What you need to do
Find every line containing the string "after" in the data below, and report how many there are, with no other words.

Exercise material
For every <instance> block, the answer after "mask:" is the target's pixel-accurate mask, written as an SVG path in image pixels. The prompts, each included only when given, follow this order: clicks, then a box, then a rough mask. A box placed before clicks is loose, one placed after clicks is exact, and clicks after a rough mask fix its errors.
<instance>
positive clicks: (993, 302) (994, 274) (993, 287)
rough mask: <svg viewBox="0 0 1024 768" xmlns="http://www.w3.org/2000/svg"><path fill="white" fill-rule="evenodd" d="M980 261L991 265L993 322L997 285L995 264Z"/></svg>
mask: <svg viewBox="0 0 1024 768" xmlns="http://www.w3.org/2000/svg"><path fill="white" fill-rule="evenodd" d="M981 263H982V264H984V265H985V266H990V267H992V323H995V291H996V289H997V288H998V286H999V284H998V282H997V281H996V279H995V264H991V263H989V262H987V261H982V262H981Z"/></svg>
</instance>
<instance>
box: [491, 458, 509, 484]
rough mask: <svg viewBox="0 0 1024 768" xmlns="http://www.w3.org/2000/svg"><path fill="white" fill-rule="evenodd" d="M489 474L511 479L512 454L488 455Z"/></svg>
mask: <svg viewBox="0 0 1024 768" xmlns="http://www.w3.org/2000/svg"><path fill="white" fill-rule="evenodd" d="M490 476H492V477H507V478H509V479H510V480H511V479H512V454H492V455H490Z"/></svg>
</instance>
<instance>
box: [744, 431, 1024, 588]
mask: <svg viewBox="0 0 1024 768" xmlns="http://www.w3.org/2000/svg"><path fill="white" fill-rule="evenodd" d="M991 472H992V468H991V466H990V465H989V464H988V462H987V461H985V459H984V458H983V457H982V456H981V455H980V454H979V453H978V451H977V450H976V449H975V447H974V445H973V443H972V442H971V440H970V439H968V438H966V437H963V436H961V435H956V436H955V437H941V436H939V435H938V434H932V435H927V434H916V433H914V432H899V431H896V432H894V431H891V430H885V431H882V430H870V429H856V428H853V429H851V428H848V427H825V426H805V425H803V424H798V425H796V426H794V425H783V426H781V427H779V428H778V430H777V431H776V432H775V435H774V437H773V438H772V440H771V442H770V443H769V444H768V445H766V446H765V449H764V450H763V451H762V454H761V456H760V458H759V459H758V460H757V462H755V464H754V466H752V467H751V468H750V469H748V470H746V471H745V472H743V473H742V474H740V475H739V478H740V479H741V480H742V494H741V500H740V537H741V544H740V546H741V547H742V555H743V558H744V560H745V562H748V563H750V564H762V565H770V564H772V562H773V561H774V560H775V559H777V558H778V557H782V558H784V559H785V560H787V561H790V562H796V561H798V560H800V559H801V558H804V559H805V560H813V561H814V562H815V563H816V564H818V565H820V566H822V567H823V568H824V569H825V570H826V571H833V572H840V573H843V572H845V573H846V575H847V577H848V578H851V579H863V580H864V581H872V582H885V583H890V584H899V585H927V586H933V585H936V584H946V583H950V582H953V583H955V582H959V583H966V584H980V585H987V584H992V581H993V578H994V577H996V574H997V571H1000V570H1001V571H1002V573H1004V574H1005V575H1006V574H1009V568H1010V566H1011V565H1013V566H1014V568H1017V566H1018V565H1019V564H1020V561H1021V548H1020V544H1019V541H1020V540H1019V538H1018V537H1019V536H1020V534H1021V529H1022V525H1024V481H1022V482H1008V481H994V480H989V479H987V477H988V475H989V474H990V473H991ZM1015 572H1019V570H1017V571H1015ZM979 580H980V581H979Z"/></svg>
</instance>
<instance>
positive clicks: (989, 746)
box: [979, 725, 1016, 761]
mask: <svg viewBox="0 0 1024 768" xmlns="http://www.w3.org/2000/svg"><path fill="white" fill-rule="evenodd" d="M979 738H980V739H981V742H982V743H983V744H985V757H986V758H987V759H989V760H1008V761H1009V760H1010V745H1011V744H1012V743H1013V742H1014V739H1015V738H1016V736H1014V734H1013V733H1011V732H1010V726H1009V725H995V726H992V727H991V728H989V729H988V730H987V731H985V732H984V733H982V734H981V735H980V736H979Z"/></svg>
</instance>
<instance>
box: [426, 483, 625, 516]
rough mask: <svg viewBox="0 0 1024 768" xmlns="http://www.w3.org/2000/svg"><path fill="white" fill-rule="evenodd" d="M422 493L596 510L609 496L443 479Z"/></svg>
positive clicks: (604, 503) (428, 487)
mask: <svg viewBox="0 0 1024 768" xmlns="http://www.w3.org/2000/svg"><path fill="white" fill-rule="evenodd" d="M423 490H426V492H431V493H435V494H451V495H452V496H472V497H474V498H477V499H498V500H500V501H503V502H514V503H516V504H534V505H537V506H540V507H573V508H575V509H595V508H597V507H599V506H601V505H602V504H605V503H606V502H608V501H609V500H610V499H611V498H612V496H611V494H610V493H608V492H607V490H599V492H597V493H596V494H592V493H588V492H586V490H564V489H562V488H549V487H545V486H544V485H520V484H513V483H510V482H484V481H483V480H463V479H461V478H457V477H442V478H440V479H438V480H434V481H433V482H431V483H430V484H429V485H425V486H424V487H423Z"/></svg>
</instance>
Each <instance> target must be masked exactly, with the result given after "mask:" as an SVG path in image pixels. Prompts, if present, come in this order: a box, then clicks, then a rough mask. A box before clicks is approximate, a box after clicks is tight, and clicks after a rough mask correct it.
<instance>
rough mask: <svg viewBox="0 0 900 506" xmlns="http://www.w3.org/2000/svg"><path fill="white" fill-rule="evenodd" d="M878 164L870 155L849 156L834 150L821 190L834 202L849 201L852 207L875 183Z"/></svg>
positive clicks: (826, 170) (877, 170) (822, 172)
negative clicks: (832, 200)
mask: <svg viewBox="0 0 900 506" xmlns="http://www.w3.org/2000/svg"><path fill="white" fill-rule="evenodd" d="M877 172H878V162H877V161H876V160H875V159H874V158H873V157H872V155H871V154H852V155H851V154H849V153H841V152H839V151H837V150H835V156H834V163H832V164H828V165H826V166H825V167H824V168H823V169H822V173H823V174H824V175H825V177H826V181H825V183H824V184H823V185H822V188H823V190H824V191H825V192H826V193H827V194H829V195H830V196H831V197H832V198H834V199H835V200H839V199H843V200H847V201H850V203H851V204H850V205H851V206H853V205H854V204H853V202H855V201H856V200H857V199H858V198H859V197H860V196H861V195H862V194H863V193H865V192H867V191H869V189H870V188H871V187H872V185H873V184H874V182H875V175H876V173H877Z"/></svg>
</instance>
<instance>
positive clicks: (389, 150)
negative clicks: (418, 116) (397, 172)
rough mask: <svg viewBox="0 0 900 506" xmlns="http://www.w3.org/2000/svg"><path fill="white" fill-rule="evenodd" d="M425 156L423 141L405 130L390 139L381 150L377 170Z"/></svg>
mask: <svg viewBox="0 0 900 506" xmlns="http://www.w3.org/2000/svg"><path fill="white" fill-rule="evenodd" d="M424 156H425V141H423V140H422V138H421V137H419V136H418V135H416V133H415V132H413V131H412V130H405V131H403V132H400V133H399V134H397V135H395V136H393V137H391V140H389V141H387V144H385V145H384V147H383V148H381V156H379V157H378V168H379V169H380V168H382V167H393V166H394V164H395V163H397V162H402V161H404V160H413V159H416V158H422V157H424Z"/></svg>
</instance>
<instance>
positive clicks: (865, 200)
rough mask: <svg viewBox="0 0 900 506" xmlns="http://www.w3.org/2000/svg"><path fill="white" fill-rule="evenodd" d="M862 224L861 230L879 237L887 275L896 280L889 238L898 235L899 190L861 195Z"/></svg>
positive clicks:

Output below
2